┌──

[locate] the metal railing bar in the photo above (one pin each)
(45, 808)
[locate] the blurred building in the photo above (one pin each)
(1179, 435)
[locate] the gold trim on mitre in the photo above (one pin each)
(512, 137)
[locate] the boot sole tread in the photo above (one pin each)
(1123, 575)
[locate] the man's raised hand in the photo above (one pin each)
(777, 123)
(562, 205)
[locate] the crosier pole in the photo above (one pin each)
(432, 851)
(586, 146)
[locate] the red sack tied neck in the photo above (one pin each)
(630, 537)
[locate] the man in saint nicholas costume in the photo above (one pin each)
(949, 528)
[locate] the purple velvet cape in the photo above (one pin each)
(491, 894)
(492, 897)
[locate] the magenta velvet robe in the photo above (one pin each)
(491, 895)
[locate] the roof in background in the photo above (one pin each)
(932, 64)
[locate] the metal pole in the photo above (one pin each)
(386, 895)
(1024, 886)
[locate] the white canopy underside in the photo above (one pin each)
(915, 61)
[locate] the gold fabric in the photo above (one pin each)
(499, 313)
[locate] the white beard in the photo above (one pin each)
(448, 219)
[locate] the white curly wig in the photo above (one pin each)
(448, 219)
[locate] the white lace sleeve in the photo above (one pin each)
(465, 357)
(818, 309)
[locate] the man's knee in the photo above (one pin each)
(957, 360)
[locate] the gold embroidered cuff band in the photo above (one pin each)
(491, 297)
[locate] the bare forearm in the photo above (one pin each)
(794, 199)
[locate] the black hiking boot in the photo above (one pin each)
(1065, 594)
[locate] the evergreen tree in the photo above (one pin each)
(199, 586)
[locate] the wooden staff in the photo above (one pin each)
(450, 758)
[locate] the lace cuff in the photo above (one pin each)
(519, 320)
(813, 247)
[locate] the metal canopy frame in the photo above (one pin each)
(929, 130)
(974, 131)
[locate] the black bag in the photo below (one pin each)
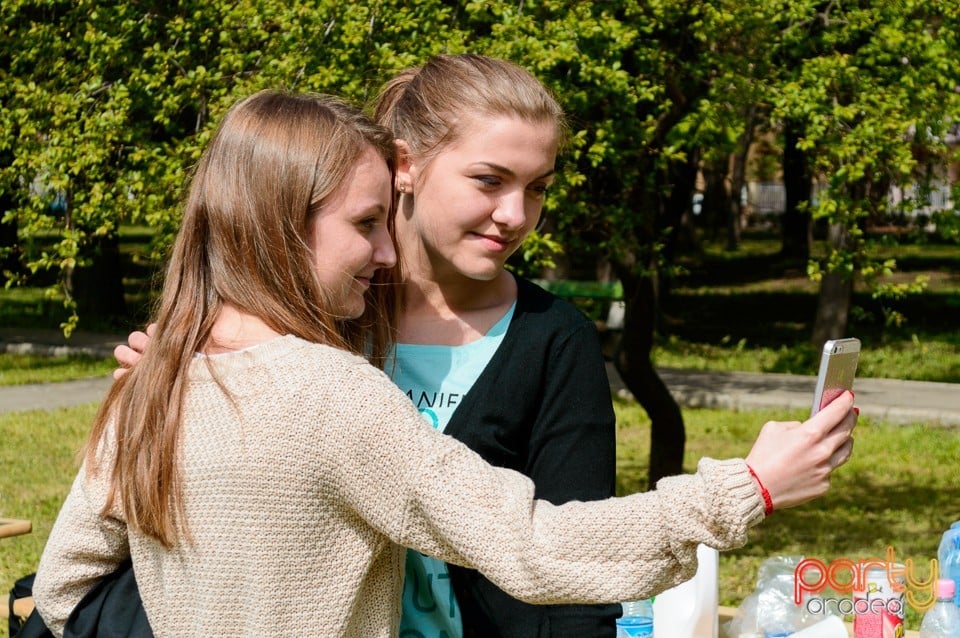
(33, 626)
(112, 609)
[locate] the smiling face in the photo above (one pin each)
(476, 200)
(349, 236)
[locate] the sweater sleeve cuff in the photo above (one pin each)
(733, 478)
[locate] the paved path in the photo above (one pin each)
(881, 399)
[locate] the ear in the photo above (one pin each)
(405, 169)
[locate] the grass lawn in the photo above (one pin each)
(18, 369)
(898, 490)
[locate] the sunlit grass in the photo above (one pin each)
(932, 358)
(18, 369)
(898, 490)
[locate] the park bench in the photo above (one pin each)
(22, 607)
(608, 296)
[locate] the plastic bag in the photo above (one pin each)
(770, 609)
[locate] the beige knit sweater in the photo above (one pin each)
(300, 499)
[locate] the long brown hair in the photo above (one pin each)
(427, 106)
(272, 164)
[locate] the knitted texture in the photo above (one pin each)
(301, 485)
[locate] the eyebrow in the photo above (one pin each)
(504, 169)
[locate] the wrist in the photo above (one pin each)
(764, 493)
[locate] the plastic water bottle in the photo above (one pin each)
(637, 619)
(948, 555)
(943, 619)
(689, 610)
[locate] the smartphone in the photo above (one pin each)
(838, 366)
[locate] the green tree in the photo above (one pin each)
(873, 93)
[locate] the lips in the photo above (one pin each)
(499, 243)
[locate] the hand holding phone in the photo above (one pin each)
(838, 367)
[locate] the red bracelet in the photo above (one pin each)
(767, 500)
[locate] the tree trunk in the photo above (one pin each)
(796, 227)
(738, 174)
(98, 288)
(716, 198)
(632, 360)
(9, 246)
(836, 291)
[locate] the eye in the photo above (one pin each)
(368, 224)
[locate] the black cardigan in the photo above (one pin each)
(542, 407)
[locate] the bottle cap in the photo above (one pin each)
(946, 588)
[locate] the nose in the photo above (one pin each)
(384, 252)
(511, 211)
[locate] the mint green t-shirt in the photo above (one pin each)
(436, 378)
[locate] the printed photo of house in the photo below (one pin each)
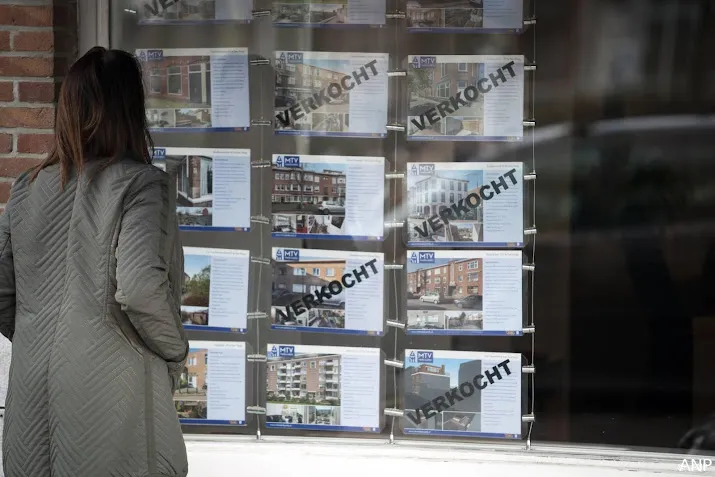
(431, 86)
(190, 398)
(430, 194)
(181, 84)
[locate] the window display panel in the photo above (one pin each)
(213, 186)
(213, 384)
(193, 12)
(215, 294)
(462, 393)
(196, 89)
(330, 197)
(323, 388)
(465, 204)
(465, 98)
(329, 13)
(463, 292)
(465, 16)
(331, 94)
(330, 291)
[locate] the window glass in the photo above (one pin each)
(616, 125)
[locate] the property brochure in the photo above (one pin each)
(464, 292)
(465, 204)
(465, 98)
(330, 291)
(213, 186)
(331, 94)
(328, 197)
(329, 14)
(213, 385)
(323, 388)
(462, 394)
(465, 16)
(193, 12)
(215, 293)
(196, 89)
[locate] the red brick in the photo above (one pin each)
(5, 143)
(25, 66)
(34, 92)
(14, 166)
(35, 143)
(6, 93)
(4, 41)
(27, 118)
(5, 188)
(34, 41)
(26, 15)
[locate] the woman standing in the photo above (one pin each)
(91, 271)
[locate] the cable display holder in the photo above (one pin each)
(528, 369)
(262, 219)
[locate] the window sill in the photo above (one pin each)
(228, 456)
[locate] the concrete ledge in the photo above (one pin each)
(220, 456)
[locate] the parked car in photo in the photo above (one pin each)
(328, 207)
(469, 301)
(433, 298)
(284, 101)
(281, 297)
(335, 300)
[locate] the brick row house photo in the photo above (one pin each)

└──

Give back each of the records above word for word, apart from the pictures.

* **Written answer**:
[locate] the metal railing bar in the photo above (one pin each)
(45, 808)
[locate] the blurred building in the photo above (one pin each)
(1179, 435)
[locate] the gold trim on mitre in the photo above (one pin each)
(512, 137)
[locate] the boot sole tread in the photo above (one pin each)
(1123, 575)
[locate] the man's raised hand in the photo above (one pin each)
(777, 123)
(562, 205)
[locate] the crosier pole in the photo above (one pin each)
(432, 851)
(586, 146)
[locate] the red sack tied neck in the photo above (one pin each)
(630, 537)
[locate] the man in saint nicholas costume in the photo above (one pin each)
(949, 528)
[locate] the purple velvet cape in the photo above (one pin each)
(491, 894)
(492, 897)
[locate] the magenta velvet robe in the photo above (one pin each)
(491, 895)
[locate] the roof in background in the photo above (one pin each)
(932, 64)
[locate] the metal pole in the photo above (one pin each)
(386, 895)
(1024, 886)
[locate] the white canopy underside in the photo above (one pin each)
(915, 61)
[locate] the gold fabric in the photo above (one pin each)
(499, 313)
[locate] the white beard in the photo above (one pin each)
(448, 219)
[locate] the white curly wig in the photo above (one pin each)
(448, 219)
[locate] the white lace sleeve in the photo above (one pin each)
(465, 357)
(818, 309)
[locate] the man's knee in the photo above (one pin each)
(957, 360)
[locate] the gold embroidered cuff band in the photo above (one pin each)
(491, 297)
[locate] the bare forearm in the photo above (one pin each)
(794, 199)
[locate] the black hiking boot in the photo above (one pin each)
(1065, 594)
[locate] the evergreen tree in the photo above (one pin each)
(199, 586)
[locate] the wooden staff in the photo above (one pin each)
(450, 758)
[locate] the lace cuff in the photo above (one pin each)
(519, 320)
(813, 247)
[locate] the metal canopy frame in the photo above (one pin each)
(929, 130)
(974, 131)
[locate] the black bag in the photo below (one pin each)
(33, 626)
(112, 609)
[locate] the smiling face in the photo above (one pin each)
(476, 200)
(349, 236)
[locate] the sweater sleeve cuff in the photo above (one pin each)
(733, 478)
[locate] the paved path in the photo above (one pin each)
(881, 399)
[locate] the ear in the photo above (one pin each)
(405, 169)
[locate] the grass lawn in the photo above (one pin each)
(18, 369)
(898, 490)
[locate] the sunlit grass in the photo above (one pin each)
(932, 358)
(18, 369)
(898, 490)
[locate] the park bench in the photo above (one pin each)
(22, 607)
(608, 296)
[locate] the plastic bag in the photo above (one pin each)
(770, 609)
[locate] the beige knit sweater in the photo above (one pin each)
(300, 499)
[locate] the long brown hair in the photo above (one pin each)
(427, 106)
(272, 164)
[locate] the knitted texture in the photo above (one pin each)
(301, 485)
[locate] the eyebrow in the photo above (one pin each)
(504, 169)
[locate] the wrist in the photo above (one pin each)
(764, 493)
[locate] the plastic water bottle in the photo above (one pin each)
(637, 619)
(948, 555)
(943, 619)
(689, 610)
[locate] the smartphone in the photo above (one pin each)
(838, 366)
[locate] the green tree in the photo above (one pin each)
(873, 93)
[locate] the lips in the photo above (one pin each)
(499, 243)
[locate] the hand holding phone in the photo above (one pin each)
(838, 367)
[locate] the red bracelet in the photo above (one pin each)
(767, 500)
[locate] the tree trunk in the photo above (one pin each)
(796, 227)
(738, 174)
(98, 288)
(716, 198)
(632, 360)
(9, 246)
(836, 291)
[locate] the eye in the photo above (one pin each)
(368, 224)
[locate] the black cardigan in the photo above (one pin each)
(542, 407)
[locate] the bottle cap in the photo above (one pin each)
(946, 588)
[locate] the nose in the photo above (one pin each)
(384, 252)
(511, 211)
[locate] the mint green t-shirt in the photo above (one pin each)
(436, 378)
[locate] the printed photo of house in the photo below (one pin each)
(431, 86)
(190, 398)
(430, 194)
(181, 84)
[locate] the window display panel in the photo above (one pin each)
(213, 186)
(213, 384)
(193, 12)
(215, 294)
(462, 393)
(196, 89)
(330, 197)
(323, 388)
(465, 204)
(465, 98)
(329, 13)
(463, 292)
(465, 16)
(331, 94)
(330, 291)
[locate] the window glass in the photo above (one pin each)
(616, 125)
[locate] the property brochure in the photo above (one pin each)
(464, 292)
(465, 204)
(465, 98)
(330, 291)
(213, 186)
(331, 94)
(328, 197)
(329, 14)
(213, 385)
(323, 388)
(462, 394)
(465, 16)
(193, 12)
(215, 293)
(196, 89)
[locate] the red brick in the photo above (one pin each)
(5, 143)
(25, 66)
(34, 92)
(14, 166)
(35, 143)
(6, 93)
(4, 41)
(27, 118)
(5, 188)
(34, 41)
(26, 15)
[locate] the woman standing in the photo above (one pin each)
(91, 271)
[locate] the cable display holder in the photo above (one pin each)
(528, 369)
(262, 219)
[locate] the window sill in the photo above (one pin each)
(228, 456)
[locate] the concrete ledge in the photo above (one pin each)
(220, 456)
[locate] the parked car in photo in the photo above (one pin each)
(328, 207)
(469, 301)
(433, 298)
(284, 101)
(281, 297)
(335, 300)
[locate] the brick row house photo in the photo above (one pin each)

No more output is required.